# TASK BRIEF:
With pictures left out, retype exactly the lines from the one containing "Target: taillight" through the final line of the entries.

Photo-based referring expression data:
----------------

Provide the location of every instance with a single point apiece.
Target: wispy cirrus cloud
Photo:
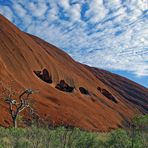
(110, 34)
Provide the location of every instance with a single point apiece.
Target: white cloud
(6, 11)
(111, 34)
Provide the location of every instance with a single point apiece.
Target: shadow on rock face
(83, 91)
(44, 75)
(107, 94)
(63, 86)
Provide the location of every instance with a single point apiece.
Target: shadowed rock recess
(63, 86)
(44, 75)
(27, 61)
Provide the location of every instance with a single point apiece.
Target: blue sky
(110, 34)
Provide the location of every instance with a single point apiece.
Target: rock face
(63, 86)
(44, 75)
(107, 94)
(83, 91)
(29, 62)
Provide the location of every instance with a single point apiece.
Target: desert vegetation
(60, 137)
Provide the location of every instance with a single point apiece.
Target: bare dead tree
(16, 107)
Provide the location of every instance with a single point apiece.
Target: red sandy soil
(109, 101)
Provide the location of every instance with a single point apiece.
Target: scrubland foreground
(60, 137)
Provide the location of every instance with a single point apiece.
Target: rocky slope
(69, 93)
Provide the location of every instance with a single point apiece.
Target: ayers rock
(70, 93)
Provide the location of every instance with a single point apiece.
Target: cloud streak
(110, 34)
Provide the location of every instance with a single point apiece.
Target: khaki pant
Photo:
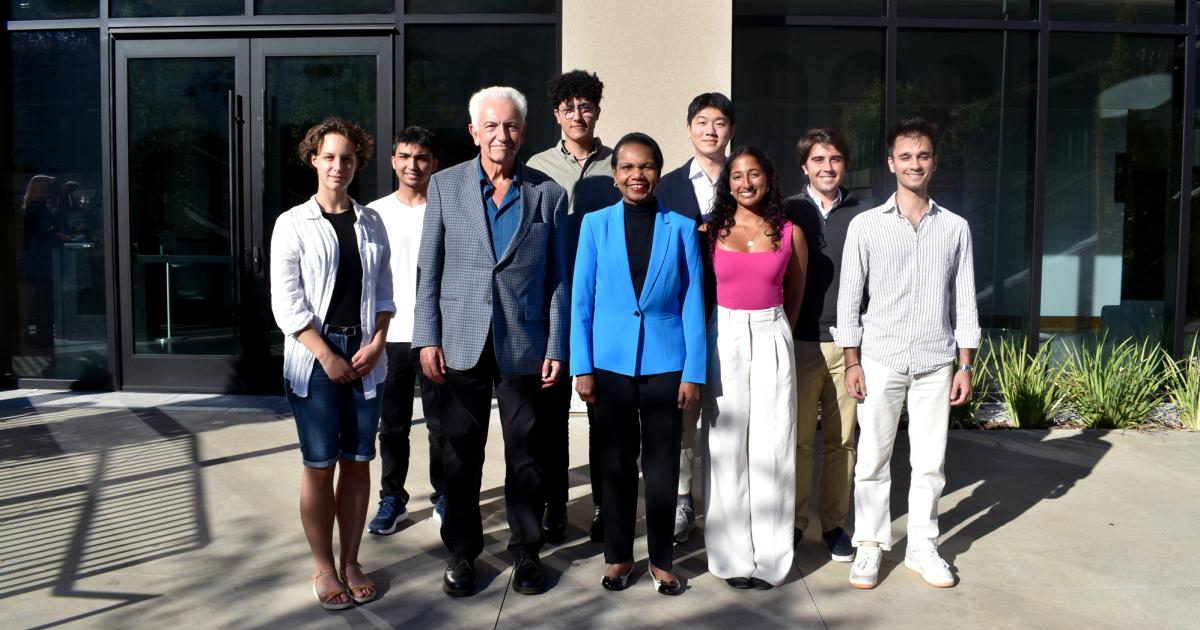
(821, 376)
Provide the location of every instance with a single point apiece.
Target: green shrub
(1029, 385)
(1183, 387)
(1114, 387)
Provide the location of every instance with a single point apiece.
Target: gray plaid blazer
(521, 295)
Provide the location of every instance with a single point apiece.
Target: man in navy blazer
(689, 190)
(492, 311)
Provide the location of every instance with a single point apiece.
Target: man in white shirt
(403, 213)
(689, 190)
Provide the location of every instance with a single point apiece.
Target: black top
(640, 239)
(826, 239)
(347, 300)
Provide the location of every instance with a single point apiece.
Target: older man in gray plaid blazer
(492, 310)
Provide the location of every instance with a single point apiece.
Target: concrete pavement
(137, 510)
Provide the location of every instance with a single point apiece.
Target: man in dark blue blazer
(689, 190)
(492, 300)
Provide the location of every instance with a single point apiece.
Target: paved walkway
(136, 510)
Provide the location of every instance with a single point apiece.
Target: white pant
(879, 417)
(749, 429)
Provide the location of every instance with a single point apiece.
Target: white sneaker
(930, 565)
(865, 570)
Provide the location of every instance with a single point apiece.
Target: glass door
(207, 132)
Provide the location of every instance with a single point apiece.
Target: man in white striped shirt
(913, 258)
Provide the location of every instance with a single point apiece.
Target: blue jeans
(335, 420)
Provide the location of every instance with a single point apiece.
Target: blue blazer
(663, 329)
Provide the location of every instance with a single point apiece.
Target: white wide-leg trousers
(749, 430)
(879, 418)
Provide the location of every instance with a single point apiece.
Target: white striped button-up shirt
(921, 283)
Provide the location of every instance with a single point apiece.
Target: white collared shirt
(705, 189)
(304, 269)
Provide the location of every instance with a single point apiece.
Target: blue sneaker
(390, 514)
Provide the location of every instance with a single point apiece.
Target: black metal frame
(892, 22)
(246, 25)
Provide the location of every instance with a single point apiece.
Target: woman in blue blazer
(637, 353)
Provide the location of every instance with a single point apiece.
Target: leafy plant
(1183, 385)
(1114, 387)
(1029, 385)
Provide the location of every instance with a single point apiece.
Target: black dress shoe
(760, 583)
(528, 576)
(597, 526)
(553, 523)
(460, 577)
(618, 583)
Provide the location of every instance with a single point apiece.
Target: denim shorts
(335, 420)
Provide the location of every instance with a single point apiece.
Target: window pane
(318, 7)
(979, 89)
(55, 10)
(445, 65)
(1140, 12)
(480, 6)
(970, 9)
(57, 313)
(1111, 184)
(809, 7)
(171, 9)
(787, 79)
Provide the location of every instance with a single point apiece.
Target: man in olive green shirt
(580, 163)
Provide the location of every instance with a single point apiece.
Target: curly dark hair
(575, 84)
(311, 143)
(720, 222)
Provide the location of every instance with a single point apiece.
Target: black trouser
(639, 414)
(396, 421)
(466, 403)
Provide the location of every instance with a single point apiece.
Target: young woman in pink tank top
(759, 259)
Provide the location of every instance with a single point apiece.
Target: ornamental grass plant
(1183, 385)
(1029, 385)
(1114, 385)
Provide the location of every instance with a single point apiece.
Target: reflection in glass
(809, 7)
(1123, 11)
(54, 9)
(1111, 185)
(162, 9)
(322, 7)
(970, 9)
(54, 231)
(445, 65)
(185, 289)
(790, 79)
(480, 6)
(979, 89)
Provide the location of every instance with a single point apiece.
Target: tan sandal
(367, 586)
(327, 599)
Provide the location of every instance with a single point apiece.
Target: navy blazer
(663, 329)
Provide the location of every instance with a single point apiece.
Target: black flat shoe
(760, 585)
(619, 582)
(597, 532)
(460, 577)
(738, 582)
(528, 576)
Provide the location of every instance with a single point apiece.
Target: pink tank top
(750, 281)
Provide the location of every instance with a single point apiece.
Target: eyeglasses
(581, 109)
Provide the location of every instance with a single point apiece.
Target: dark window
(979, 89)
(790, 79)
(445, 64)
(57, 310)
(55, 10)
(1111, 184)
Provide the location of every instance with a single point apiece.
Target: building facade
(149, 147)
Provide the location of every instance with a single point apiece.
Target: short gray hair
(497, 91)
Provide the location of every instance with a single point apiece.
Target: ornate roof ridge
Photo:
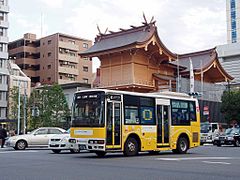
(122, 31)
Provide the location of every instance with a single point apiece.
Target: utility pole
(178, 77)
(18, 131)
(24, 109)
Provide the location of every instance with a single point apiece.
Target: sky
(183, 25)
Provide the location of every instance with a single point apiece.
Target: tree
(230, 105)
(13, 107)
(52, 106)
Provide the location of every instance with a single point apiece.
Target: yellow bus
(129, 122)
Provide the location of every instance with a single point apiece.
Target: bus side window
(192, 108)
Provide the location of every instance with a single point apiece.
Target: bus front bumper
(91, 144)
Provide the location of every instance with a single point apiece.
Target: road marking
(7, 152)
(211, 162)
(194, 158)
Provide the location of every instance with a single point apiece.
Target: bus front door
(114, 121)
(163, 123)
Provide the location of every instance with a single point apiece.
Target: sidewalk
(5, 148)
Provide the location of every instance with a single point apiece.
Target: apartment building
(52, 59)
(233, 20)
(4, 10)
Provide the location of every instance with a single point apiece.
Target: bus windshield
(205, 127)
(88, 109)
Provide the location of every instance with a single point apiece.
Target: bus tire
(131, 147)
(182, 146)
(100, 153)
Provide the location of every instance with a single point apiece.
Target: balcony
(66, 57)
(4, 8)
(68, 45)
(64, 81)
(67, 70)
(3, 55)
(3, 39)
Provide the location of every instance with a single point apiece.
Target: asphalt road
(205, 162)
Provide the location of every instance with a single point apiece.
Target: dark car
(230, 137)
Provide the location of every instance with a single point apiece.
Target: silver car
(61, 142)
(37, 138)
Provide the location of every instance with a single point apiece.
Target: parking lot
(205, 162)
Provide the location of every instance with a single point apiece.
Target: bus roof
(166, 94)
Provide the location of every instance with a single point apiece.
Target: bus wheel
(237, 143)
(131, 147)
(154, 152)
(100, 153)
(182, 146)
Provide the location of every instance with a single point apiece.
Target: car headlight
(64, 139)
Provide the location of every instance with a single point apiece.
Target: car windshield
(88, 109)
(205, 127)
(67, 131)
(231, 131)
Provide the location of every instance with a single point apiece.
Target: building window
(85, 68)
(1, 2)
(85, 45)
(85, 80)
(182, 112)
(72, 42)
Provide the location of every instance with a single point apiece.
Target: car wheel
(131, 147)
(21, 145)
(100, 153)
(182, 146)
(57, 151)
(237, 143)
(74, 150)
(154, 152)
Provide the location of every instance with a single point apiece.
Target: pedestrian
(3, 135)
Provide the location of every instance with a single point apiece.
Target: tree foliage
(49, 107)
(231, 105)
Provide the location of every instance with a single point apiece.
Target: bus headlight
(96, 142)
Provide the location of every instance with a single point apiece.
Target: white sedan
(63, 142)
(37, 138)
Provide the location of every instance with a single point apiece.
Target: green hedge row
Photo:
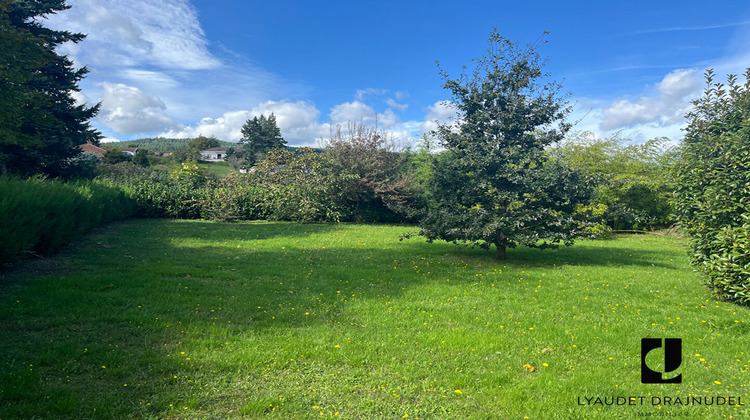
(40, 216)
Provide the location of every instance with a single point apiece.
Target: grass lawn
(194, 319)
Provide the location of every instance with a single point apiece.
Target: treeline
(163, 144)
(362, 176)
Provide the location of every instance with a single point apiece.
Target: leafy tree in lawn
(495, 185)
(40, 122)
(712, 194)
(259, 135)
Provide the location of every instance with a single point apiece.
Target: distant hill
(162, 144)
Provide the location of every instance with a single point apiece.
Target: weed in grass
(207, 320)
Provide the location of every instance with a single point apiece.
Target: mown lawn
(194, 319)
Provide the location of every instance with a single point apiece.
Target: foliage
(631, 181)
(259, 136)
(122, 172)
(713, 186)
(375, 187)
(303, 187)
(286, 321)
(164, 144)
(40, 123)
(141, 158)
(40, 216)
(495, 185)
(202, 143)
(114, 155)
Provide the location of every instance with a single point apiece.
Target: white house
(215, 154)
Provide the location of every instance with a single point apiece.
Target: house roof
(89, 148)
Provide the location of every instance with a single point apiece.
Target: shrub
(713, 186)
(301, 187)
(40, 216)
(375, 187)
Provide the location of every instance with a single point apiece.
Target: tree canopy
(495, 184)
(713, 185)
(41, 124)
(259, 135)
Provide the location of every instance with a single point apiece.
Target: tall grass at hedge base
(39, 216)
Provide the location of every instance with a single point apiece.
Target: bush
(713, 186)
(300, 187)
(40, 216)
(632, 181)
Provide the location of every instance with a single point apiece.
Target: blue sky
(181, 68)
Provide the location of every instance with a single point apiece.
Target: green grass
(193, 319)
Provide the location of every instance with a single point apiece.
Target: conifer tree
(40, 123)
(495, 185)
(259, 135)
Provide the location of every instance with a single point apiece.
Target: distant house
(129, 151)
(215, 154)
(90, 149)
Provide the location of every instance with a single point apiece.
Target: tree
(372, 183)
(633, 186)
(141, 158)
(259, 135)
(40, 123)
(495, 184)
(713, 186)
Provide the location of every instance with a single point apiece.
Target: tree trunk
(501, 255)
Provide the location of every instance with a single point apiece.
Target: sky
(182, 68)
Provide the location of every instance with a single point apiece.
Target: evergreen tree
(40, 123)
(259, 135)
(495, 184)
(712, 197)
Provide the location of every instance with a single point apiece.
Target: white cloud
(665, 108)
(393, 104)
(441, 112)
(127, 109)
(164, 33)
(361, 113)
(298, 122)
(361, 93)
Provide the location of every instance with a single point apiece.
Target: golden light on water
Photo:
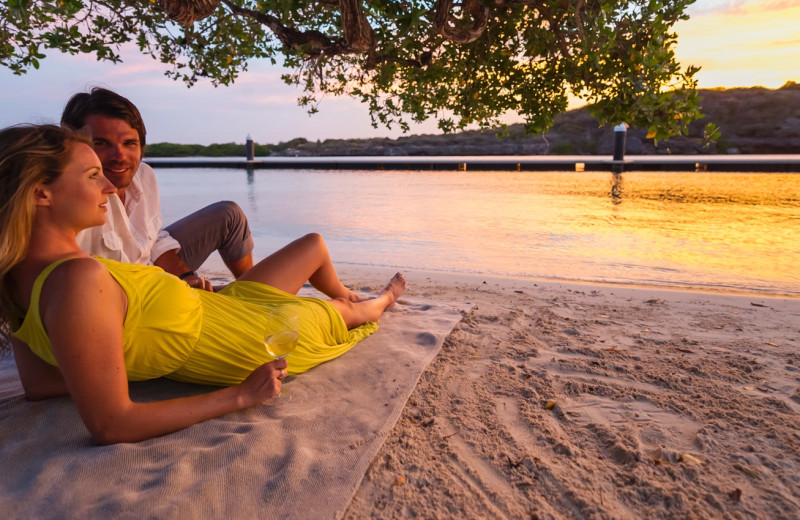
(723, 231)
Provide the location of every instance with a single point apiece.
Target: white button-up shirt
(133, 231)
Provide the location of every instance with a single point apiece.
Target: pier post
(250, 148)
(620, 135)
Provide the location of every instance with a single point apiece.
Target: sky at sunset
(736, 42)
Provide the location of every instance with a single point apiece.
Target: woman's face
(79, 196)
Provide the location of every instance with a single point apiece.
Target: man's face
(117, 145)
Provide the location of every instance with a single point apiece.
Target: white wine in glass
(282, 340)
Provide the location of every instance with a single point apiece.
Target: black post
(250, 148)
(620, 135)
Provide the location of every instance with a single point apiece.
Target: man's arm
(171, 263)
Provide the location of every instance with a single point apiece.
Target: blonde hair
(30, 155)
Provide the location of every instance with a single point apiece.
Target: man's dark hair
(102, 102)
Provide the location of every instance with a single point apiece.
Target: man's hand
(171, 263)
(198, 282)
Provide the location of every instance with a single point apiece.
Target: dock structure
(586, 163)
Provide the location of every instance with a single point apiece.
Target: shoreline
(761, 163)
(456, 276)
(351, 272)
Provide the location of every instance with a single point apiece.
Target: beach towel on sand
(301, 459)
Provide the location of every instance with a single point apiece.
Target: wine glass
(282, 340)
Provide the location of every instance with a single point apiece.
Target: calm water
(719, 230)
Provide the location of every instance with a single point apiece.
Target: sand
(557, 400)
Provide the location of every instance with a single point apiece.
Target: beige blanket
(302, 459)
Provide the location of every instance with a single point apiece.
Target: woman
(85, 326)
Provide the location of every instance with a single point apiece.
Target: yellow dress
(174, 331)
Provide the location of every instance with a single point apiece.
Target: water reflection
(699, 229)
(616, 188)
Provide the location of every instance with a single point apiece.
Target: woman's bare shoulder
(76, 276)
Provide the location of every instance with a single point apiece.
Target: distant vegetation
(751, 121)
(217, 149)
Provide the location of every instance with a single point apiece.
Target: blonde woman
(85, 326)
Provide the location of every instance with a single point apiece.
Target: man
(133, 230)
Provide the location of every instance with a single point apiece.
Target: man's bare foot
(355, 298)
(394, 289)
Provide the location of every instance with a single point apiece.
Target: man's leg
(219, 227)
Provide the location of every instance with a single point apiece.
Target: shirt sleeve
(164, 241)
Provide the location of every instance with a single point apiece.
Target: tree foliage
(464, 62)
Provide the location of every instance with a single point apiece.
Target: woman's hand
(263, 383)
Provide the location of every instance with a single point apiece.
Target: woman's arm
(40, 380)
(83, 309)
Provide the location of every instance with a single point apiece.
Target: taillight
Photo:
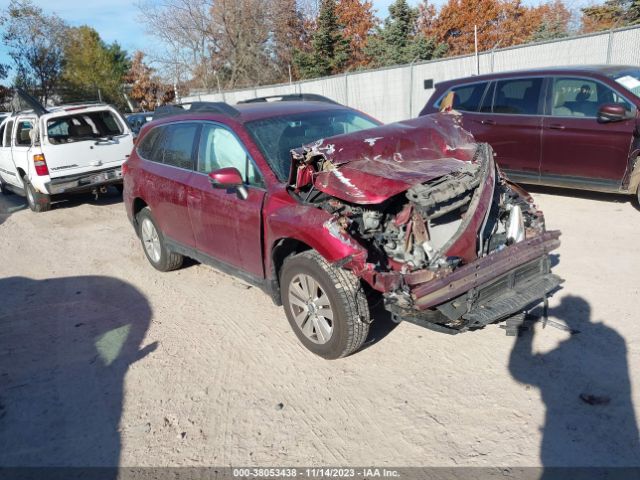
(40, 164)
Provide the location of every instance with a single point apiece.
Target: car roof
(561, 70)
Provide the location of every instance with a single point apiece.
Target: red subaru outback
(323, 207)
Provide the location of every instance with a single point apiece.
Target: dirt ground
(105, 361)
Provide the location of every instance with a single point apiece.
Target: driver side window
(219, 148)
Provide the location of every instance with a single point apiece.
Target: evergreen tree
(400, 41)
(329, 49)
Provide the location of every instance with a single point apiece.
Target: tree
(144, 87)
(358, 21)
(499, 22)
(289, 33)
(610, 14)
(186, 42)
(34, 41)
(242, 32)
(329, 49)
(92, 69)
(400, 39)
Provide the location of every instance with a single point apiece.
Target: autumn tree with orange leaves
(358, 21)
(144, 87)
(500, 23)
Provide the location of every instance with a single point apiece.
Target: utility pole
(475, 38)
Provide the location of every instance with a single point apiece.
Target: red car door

----------------

# FINAL ANSWER:
Target: taillight
Photo:
(40, 164)
Provide the location of every instance with a single point apiece.
Target: car roof
(561, 70)
Provide the location of every instance with a single point apiece.
Target: red subaru outback
(323, 207)
Provide the location of every instance with a single point apiece.
Target: dirt ground
(105, 361)
Provide the location of every instance with a single point apiece.
Target: driver side window
(219, 148)
Provide the location of every instance with a single point apiece.
Target: evergreen tree
(400, 41)
(329, 49)
Provide the location of every instance with a single point apiece.
Target: tree
(144, 87)
(358, 21)
(499, 22)
(289, 33)
(610, 14)
(186, 42)
(34, 41)
(242, 32)
(329, 49)
(92, 69)
(400, 39)
Provide the location of every instance with a single point apiece.
Target: autumn tree with orange leaves
(358, 21)
(144, 87)
(500, 23)
Provide the location of every instance with a single point apiece.
Target: utility pole
(475, 38)
Provide the location of every instance with a single point apiece.
Target: red car door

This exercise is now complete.